-- Exercises to complete --
• 1. Condense the paragraph of the Inbetweeners interview that begins "Known to UK viewers since 2008" into a shorter version that keeps its main facts.
• 2. Quote the stretch of the Inbetweeners interview from "JB: Absolutely not." through "got more choice.", keeping the wording unchanged.

Known to UK viewers since 2008, The Inbetweeners – a group of four awkward teenage boys just looking to party and have some fun, often with embarrassing consequences for them – has recently been remade for the U.S. in a version that premiered on MTV last month. The originals aren’t done yet, however, as they’re hitting these shores with a movie that was the #3 box-office hit in their home country last year. Simon Bird, James Buckley, Joe Thomas and Blake Harrison play the lads, and we can attest to the fact that their real-life personalities are slightly different – in person, it’s Buckley rather than Bird who does most of the narration, and none of the group seems the least bit shy. Nerdist was granted the boys’ first-ever U.S. interview on behalf of the movie, but we have to admit that in some ways, they ended up interviewing themselves…

Nerdist: Is this your first stop on the U.S. press tour?

James Buckley: This is our very first interview. So be gentle.

N: Do you have a sense of what kind of U.S. fan base there is for this show?

JB: Absolutely not. I’m assuming there isn’t one.

Simon Bird: My sense is there isn’t one, since it’s only opening on eight screens.

JB: Yeah, we’ll have to see. I mean…

Joe Thomas: We’ve got a small audience for the series, I think.

JB: It was the same back home, I think. No one watched the first series, and then the people that did watch it told their friends to watch it, and maybe hopefully there’ll be a snowball effect over here. It’s a bigger country, though. You’ve got more choice.

-- Given data --
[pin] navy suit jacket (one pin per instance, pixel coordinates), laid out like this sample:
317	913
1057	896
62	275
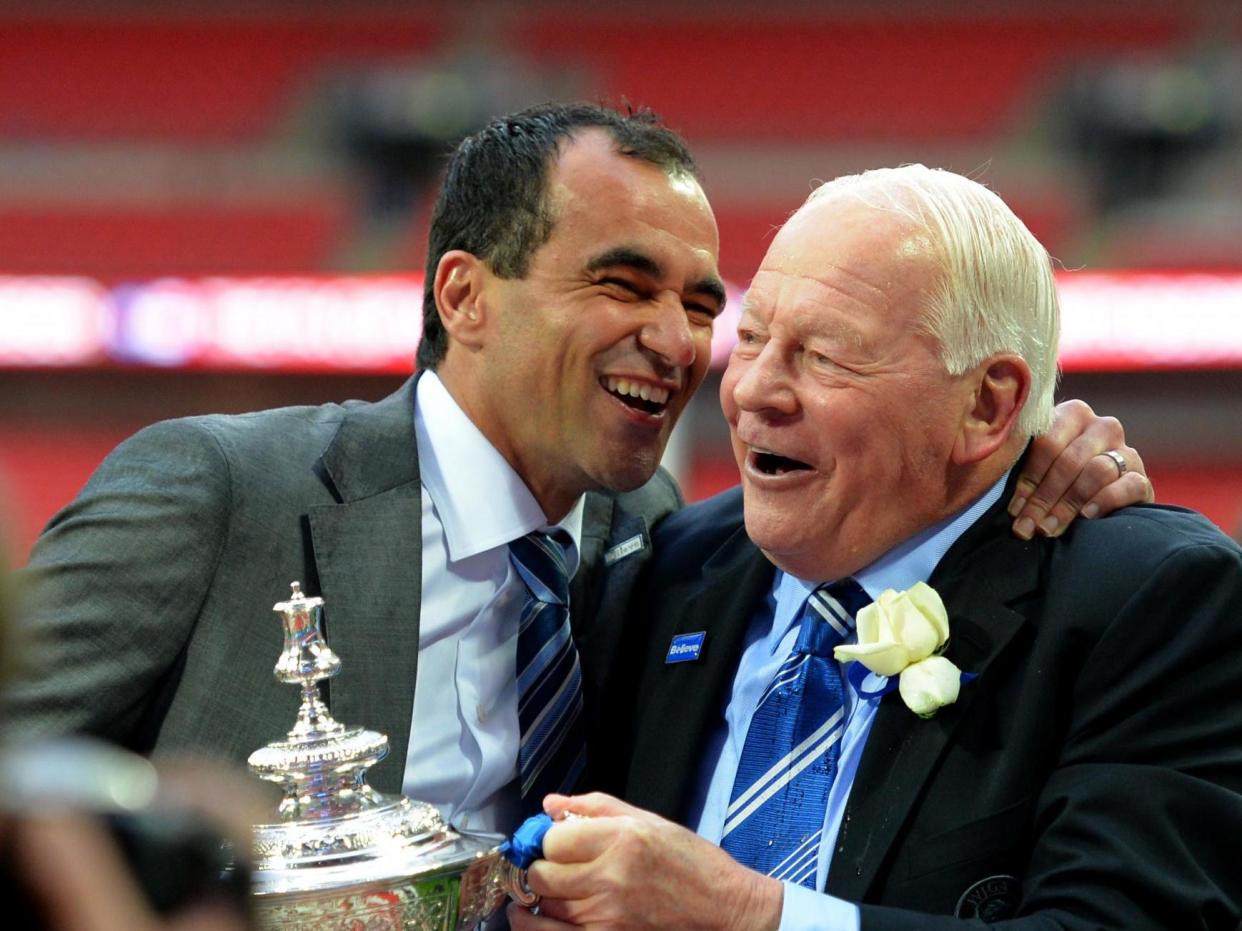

-- Outputs for the tasks --
• 1. The Inbetweeners, a UK show since 2008 about four awkward teenage boys whose partying often ends in embarrassment, was recently remade for the U.S. and premiered on MTV last month. The original cast of Simon Bird, James Buckley, Joe Thomas and Blake Harrison is now bringing to the U.S. a movie that was the #3 box-office hit in the UK last year. In person, Buckley rather than Bird does most of the narrating, and none of them seems shy. Nerdist got the group's first-ever U.S. interview for the movie, though in some ways the boys ended up interviewing themselves.

• 2.
JB: Absolutely not. I’m assuming there isn’t one.

Simon Bird: My sense is there isn’t one, since it’s only opening on eight screens.

JB: Yeah, we’ll have to see. I mean…

Joe Thomas: We’ve got a small audience for the series, I think.

JB: It was the same back home, I think. No one watched the first series, and then the people that did watch it told their friends to watch it, and maybe hopefully there’ll be a snowball effect over here. It’s a bigger country, though. You’ve got more choice.